PASSAGE SHOWN.
+ + + + + + +

# Split and Sent to Wing Chun Forum: Discussion on Sil Lim Tao



## ed-swckf (Jun 11, 2005)

bart said:
			
		

> (Shil Lum Tao, Advanced Shil Lum Tao, Chum Kiu, and Bil Jee),


What makes Advanced shil lum tao different from shil lum tao?


----------



## bart (Jun 11, 2005)

In the Wing Chun that I learned, the two versions of Shil Lim Tao were still treated as the same form, however the Advanced Shil Lim Tao contained the addition of vertical palm strikes following all of the huen sao in the first section, two additional sections comprising about 8 strikes, and the addition of a stepping pattern to one of the existing sections. In the TWCKF that I learned, both forms were given weight, but the Advanced version was understood to be a variation of the Shil Lim Tao. 

I've seen the variation demonstrated at other schools as well. It was thought to be one of the things that proved the "difference" and "validity" of TWCKF as compared to the other branches of WC. My instructor never pushed that himself though. He maintained that there were only 3 forms with the first having a variation. I have no opinion except that it is a good variation that works on some valuable things.


----------



## ed-swckf (Jun 11, 2005)

bart said:
			
		

> In the Wing Chun that I learned, the two versions of Shil Lim Tao were still treated as the same form, however the Advanced Shil Lim Tao contained the addition of vertical palm strikes following all of the huen sao in the first section, two additional sections comprising about 8 strikes, and the addition of a stepping pattern to one of the existing sections. In the TWCKF that I learned, both forms were given weight, but the Advanced version was understood to be a variation of the Shil Lim Tao.

+ + + + + + +

DATA FOR THE TASK.
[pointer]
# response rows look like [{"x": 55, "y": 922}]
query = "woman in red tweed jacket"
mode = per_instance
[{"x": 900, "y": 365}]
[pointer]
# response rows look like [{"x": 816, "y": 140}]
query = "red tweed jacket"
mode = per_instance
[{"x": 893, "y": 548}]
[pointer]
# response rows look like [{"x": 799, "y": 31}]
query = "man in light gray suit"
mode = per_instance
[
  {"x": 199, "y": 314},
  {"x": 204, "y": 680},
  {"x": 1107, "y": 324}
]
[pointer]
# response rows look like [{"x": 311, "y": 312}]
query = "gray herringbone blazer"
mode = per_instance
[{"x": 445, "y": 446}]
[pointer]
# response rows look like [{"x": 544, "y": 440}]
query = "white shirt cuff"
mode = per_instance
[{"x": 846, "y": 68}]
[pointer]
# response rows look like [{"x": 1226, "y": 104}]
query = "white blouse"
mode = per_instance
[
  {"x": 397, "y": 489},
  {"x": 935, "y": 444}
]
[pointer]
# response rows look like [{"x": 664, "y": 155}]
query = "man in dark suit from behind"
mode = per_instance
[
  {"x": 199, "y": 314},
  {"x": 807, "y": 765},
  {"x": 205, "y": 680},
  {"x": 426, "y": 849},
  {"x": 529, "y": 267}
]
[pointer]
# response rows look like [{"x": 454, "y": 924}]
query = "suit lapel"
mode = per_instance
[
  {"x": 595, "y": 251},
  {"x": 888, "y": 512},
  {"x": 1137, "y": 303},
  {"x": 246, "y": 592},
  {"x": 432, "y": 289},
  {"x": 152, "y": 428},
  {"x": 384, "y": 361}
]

+ + + + + + +

SET TASKS.
[A] Return the passage of the Sil Lim Tao thread from "I've seen the" up to and including "some valuable things.", copied verbatim.
[B] Count the lines of the records that contain the string "jacket", with case significant, and give only that number.
The records bear no relation to the Sil Lim Tao thread.

FULL SOLUTIONS.
[A]
I've seen the variation demonstrated at other schools as well. It was thought to be one of the things that proved the "difference" and "validity" of TWCKF as compared to the other branches of WC. My instructor never pushed that himself though. He maintained that there were only 3 forms with the first having a variation. I have no opinion except that it is a good variation that works on some valuable things.

[B] 2